----- Materials provided
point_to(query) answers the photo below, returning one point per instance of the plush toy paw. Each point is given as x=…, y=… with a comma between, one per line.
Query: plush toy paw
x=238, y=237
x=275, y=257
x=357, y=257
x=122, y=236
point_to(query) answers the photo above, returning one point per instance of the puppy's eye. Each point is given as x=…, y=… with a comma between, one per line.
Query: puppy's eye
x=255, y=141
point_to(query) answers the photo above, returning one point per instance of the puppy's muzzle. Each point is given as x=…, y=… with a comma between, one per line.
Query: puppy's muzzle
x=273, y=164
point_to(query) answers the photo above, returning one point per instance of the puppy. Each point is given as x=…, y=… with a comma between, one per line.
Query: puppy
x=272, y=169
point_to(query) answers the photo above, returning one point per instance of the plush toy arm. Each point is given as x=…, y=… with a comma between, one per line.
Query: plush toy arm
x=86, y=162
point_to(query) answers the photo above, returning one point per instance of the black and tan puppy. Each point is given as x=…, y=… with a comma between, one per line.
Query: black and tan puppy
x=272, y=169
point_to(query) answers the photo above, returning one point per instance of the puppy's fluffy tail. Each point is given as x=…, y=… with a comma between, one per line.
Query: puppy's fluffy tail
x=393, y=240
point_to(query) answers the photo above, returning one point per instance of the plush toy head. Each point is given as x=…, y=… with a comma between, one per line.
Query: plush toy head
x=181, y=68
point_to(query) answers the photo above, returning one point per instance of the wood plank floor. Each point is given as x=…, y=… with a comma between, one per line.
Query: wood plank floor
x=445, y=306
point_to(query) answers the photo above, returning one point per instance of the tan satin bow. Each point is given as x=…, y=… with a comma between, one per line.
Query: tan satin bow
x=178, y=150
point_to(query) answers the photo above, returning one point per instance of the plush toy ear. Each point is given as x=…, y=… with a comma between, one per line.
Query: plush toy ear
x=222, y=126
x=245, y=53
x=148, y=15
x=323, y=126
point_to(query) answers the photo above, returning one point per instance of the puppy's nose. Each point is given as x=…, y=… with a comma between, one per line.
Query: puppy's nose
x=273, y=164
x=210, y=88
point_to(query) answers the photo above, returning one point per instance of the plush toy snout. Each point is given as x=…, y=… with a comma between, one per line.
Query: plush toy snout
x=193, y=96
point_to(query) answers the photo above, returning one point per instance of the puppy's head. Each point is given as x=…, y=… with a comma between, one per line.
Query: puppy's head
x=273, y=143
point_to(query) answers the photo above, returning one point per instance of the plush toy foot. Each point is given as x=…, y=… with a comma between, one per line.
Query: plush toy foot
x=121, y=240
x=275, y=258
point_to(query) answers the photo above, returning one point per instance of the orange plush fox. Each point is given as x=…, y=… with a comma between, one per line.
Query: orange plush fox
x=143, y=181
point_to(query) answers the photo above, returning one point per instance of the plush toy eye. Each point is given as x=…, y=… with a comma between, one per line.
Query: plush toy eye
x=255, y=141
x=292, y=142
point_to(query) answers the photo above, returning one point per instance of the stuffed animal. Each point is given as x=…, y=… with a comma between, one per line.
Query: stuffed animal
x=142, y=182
----------
### Activity
Using the entries above, copy exactly the lines from the one containing "of the stuffed" through the last, both included.

### Written solution
point_to(query) answers the photo above, returning one point per instance of the stuffed animal. Each point is given as x=…, y=… with a comma between, one per line.
Query: stuffed animal
x=142, y=182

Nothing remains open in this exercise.